**The problem**
Extract every line of the listing below that contains the string "clicks", matching case exactly.

=== Section Start ===

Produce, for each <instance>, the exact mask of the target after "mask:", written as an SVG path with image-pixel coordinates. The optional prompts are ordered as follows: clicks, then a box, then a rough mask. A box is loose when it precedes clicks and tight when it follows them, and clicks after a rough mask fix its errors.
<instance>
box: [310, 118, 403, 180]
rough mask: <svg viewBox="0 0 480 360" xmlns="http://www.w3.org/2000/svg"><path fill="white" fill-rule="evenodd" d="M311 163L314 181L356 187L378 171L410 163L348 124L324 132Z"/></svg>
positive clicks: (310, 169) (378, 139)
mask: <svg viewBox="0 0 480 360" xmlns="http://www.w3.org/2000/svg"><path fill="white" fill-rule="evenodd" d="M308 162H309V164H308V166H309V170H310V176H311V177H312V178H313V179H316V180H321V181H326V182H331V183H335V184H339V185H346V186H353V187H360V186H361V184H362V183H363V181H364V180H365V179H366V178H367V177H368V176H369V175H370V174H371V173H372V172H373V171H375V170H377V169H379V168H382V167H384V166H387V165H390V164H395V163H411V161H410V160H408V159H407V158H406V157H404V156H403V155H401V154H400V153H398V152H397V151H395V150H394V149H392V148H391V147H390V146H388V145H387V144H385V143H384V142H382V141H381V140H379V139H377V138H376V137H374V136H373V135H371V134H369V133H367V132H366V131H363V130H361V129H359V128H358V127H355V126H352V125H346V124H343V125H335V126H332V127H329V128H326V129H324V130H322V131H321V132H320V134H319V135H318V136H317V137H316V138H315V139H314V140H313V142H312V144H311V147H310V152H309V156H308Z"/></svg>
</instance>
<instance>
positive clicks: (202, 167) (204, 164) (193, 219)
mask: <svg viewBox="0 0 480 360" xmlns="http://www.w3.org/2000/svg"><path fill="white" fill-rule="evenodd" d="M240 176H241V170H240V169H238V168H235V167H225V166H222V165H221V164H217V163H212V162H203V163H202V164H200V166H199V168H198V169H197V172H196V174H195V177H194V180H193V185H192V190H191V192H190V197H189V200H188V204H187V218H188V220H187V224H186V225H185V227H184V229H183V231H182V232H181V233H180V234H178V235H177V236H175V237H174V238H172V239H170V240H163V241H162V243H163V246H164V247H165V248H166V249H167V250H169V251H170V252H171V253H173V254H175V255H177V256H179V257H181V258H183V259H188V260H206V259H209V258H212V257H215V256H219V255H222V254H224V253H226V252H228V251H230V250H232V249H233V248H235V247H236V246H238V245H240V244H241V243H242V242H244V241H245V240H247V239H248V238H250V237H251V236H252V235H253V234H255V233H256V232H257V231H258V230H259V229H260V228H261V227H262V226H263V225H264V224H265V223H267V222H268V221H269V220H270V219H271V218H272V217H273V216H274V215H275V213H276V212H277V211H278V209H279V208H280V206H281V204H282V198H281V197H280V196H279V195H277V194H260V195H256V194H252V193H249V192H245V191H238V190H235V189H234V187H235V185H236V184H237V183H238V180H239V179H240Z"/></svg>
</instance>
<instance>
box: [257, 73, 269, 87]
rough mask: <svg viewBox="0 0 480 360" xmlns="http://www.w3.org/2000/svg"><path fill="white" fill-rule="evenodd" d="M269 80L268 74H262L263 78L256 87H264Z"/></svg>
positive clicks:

=== Section End ===

**Exercise answer**
Produce, for each <instance>, the exact mask of the target after "mask:", written as an SVG path with image-pixel coordinates. The optional prompts are ordered as follows: clicks, then a box, then a rough mask. A box is loose when it precedes clicks and tight when it follows them, and clicks after a rough mask fix its errors.
positive clicks: (310, 169) (378, 139)
positive clicks: (202, 167) (204, 164) (193, 219)
positive clicks:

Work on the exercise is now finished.